Instructions to follow
Rewrite the rows below as a two-column CSV with the headers request and points, using one line for each row. Put each field in double quotes, replace line breaks with spaces, and leave out the pictures.

Given information

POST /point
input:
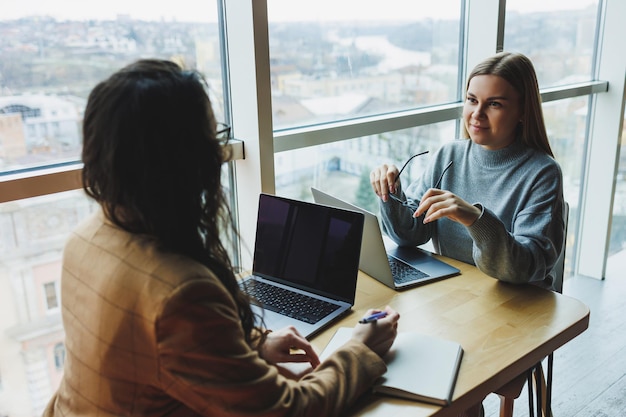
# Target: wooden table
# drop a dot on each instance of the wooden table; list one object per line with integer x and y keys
{"x": 504, "y": 330}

Answer to this exercise
request,points
"POST /point input: # Target: wooden table # drop a dot on each instance of the wooden table; list one object per line with integer x and y keys","{""x"": 504, ""y"": 330}"